/---

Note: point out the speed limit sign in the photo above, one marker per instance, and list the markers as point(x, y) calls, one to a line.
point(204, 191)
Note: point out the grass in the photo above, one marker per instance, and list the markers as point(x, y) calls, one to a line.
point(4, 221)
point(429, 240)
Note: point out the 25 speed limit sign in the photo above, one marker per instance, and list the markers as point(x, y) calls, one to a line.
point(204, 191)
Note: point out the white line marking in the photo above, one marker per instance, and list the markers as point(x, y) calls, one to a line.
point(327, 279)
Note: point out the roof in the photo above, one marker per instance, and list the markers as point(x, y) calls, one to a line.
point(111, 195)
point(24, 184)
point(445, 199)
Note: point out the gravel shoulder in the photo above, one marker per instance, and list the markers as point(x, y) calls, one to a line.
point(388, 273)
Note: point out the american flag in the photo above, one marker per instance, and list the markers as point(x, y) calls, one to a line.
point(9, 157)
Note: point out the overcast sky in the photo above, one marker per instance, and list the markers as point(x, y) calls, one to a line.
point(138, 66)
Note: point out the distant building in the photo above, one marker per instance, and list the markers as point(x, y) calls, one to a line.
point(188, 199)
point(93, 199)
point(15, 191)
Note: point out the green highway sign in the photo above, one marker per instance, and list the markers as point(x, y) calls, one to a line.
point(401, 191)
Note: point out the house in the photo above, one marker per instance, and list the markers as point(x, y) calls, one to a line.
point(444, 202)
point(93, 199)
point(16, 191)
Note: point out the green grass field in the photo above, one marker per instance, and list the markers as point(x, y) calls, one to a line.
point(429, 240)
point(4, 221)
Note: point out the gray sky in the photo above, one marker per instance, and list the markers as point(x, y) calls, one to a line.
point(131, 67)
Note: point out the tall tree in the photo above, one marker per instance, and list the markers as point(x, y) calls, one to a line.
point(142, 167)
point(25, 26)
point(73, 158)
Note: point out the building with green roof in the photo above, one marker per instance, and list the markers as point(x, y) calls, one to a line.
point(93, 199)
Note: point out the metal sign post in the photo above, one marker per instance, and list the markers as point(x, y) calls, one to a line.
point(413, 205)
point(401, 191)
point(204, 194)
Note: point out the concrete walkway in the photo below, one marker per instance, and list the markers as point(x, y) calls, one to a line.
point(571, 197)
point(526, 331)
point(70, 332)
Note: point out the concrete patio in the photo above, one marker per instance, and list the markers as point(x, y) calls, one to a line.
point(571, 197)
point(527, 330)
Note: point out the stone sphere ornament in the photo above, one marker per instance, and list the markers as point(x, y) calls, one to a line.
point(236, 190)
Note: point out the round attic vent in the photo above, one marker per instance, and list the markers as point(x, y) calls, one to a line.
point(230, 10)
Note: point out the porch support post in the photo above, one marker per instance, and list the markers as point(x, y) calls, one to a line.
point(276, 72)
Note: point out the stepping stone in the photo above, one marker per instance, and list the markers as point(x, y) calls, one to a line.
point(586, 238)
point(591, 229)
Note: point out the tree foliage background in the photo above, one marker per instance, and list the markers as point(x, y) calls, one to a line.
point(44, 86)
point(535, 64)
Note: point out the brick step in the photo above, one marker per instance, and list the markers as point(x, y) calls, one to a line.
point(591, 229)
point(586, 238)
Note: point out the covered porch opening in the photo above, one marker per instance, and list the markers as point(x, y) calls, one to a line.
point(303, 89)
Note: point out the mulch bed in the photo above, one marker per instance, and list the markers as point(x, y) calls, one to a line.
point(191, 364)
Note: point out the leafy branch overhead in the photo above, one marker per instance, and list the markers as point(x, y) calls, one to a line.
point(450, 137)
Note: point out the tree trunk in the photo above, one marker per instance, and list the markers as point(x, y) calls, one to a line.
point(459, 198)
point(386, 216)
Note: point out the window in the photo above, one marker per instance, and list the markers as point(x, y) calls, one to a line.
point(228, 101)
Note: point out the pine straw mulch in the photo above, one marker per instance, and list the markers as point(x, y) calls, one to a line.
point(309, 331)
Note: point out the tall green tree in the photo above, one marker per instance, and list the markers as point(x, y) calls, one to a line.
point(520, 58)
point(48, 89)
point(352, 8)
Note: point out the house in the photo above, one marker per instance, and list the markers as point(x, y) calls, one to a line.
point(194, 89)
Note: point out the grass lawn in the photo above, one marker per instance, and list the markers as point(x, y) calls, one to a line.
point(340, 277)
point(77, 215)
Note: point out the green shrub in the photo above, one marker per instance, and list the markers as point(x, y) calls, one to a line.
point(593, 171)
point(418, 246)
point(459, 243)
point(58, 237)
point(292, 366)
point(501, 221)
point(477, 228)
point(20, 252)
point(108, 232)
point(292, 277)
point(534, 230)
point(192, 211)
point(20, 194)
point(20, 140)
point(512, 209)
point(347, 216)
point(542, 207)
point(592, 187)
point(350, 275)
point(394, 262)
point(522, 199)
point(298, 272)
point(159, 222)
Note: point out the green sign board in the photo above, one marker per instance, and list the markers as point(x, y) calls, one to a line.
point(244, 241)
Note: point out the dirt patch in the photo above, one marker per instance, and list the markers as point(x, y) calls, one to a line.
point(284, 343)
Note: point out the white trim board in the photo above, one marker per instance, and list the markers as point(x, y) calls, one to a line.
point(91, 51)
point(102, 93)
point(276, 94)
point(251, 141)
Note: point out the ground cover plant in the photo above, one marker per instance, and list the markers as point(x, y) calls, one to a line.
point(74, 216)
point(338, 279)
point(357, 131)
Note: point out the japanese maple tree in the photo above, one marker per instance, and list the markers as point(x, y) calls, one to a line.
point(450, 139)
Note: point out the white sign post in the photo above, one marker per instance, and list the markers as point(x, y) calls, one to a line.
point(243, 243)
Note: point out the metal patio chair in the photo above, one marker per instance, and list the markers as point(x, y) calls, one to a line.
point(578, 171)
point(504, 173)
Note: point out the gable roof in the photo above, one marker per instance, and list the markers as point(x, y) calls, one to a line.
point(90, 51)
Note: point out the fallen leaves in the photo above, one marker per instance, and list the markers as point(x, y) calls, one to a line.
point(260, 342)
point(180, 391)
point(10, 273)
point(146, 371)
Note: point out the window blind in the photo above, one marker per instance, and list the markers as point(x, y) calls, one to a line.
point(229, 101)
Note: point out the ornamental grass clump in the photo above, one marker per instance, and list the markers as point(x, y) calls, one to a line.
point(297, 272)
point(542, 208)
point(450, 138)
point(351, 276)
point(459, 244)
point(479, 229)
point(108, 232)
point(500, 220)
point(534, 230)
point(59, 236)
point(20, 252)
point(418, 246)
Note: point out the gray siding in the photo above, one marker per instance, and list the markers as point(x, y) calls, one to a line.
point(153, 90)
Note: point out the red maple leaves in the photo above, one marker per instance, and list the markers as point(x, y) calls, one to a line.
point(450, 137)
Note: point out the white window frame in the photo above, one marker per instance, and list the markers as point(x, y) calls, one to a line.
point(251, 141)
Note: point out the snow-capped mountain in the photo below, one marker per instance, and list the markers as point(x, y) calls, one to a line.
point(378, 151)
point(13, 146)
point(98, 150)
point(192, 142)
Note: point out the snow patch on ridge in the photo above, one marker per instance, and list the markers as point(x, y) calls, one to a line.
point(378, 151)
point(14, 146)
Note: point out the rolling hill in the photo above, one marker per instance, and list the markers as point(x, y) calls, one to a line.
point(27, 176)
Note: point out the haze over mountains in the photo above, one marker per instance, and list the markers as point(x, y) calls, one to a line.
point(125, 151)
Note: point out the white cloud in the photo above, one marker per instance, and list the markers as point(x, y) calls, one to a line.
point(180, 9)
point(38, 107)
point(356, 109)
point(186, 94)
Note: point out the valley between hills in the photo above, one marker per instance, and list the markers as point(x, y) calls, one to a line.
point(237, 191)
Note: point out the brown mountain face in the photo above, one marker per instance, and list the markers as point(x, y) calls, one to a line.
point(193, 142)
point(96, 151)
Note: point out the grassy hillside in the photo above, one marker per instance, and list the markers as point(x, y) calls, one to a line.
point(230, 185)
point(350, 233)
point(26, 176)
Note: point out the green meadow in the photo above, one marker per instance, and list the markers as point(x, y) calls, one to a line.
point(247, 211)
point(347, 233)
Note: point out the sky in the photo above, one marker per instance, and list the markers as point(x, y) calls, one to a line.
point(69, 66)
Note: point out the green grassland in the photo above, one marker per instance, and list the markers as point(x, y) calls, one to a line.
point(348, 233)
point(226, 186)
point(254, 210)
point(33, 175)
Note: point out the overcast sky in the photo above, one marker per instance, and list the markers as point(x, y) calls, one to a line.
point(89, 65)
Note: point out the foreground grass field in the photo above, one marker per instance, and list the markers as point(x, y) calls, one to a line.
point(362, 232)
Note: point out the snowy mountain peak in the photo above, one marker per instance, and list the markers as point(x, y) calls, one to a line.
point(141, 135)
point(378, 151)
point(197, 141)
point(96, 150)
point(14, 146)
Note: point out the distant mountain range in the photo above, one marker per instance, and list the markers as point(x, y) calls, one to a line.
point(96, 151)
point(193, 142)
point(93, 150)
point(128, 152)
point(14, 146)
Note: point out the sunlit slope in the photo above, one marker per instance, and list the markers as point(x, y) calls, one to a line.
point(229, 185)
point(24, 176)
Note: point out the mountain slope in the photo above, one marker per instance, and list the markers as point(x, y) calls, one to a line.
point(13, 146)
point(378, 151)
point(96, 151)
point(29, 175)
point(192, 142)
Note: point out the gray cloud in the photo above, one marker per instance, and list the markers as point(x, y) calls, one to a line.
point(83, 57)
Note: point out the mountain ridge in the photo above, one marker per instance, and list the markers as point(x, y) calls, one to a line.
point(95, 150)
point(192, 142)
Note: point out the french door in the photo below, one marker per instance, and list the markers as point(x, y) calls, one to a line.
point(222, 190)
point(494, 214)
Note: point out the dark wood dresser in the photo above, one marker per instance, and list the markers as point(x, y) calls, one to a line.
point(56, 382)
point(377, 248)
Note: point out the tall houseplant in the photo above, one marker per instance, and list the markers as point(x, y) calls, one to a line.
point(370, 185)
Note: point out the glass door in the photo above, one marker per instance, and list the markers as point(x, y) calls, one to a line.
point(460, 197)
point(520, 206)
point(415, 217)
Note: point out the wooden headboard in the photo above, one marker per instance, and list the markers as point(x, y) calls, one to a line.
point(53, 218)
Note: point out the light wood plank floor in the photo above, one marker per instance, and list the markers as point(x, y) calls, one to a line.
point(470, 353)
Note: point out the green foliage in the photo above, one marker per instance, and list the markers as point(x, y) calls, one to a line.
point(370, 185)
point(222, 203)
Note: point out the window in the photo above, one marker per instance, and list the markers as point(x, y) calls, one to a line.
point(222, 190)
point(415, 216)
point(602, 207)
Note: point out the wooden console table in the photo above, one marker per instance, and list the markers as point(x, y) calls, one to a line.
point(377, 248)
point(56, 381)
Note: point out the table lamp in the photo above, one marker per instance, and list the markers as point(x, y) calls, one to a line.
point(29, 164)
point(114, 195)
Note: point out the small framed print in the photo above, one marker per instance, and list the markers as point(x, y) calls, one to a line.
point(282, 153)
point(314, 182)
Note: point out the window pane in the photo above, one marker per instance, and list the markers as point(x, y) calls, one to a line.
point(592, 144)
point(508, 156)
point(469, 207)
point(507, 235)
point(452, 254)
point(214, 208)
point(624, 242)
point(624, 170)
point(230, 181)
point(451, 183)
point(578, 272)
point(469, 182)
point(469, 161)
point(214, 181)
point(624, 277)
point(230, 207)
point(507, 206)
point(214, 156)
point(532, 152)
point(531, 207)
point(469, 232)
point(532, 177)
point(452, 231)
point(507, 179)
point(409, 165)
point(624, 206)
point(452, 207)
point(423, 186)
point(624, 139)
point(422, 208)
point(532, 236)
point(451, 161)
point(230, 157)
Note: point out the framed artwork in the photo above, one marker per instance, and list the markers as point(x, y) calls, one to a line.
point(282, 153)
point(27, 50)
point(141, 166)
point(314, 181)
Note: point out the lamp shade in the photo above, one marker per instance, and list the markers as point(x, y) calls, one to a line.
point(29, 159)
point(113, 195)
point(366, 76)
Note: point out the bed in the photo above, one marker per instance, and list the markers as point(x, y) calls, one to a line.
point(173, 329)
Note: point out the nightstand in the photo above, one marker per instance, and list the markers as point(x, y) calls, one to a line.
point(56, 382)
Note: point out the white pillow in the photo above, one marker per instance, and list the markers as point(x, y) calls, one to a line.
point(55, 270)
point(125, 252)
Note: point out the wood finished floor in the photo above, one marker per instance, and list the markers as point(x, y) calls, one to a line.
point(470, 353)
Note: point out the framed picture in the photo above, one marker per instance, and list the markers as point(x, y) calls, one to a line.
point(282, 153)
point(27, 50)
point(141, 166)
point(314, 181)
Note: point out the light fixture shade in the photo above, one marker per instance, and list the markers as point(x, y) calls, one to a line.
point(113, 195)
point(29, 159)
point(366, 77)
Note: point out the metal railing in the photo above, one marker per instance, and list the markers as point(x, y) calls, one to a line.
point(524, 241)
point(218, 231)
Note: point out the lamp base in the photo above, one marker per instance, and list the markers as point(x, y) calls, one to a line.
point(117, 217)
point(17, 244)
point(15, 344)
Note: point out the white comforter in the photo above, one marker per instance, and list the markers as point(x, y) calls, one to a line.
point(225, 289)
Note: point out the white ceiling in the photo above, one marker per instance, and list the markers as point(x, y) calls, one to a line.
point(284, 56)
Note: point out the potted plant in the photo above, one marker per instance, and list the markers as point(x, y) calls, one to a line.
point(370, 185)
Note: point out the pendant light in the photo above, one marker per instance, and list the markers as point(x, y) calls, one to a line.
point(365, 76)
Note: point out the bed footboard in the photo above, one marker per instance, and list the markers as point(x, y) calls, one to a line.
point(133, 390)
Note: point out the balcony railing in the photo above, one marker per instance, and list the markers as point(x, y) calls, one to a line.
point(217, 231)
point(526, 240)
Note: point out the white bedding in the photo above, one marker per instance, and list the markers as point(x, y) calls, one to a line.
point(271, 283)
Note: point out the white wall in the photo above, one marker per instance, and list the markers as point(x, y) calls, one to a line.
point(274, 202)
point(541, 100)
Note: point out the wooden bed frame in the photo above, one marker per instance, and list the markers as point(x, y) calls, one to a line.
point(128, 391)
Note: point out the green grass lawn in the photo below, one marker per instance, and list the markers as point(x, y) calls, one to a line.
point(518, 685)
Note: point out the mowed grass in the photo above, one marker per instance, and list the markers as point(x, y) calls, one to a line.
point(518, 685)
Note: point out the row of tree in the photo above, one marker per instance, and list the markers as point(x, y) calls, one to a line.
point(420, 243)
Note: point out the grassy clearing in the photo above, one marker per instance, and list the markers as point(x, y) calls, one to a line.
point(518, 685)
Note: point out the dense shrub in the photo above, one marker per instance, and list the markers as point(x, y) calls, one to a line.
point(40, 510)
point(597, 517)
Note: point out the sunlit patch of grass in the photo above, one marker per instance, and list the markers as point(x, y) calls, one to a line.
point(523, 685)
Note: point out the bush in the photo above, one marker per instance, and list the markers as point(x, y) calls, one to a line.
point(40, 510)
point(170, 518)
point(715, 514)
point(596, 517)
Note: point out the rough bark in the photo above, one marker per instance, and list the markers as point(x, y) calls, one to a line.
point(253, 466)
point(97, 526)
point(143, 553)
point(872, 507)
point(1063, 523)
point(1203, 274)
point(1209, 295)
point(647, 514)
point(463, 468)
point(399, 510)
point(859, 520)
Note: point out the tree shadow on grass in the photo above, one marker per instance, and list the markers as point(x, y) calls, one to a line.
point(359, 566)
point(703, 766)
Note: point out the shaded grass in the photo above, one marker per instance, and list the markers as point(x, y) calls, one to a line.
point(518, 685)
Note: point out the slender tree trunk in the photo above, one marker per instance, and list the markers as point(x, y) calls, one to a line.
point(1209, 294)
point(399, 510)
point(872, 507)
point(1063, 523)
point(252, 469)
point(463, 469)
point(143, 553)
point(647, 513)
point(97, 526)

\---

You are asked to reproduce word for word the line containing "Note: point out the bush" and every subsequent line through the end of the entries.

Note: point out the bush in the photo above, one marker per instance, and list the markers as point(x, y) calls, one to a line.
point(40, 510)
point(170, 518)
point(715, 514)
point(596, 517)
Note: point out the rough bark in the photo above, one marker per instance, and list the markers as point(x, y) calls, one to a line.
point(253, 466)
point(97, 526)
point(143, 553)
point(872, 507)
point(1063, 523)
point(1203, 274)
point(1209, 295)
point(647, 514)
point(463, 468)
point(399, 510)
point(859, 520)
Note: point out the tree shadow on grass in the photo above, one marker per instance, and list the markers as point(x, y) calls, one to a line.
point(359, 566)
point(703, 766)
Note: point out the shaded grass in the photo above, one marker per instance, and list the markers as point(x, y) calls, one to a line.
point(518, 685)
Note: point out the slender tree trunk in the photo above, one marker per instance, and list the markers as point(x, y) calls, one to a line.
point(1209, 294)
point(399, 510)
point(872, 507)
point(1063, 523)
point(252, 469)
point(463, 469)
point(143, 553)
point(647, 513)
point(97, 526)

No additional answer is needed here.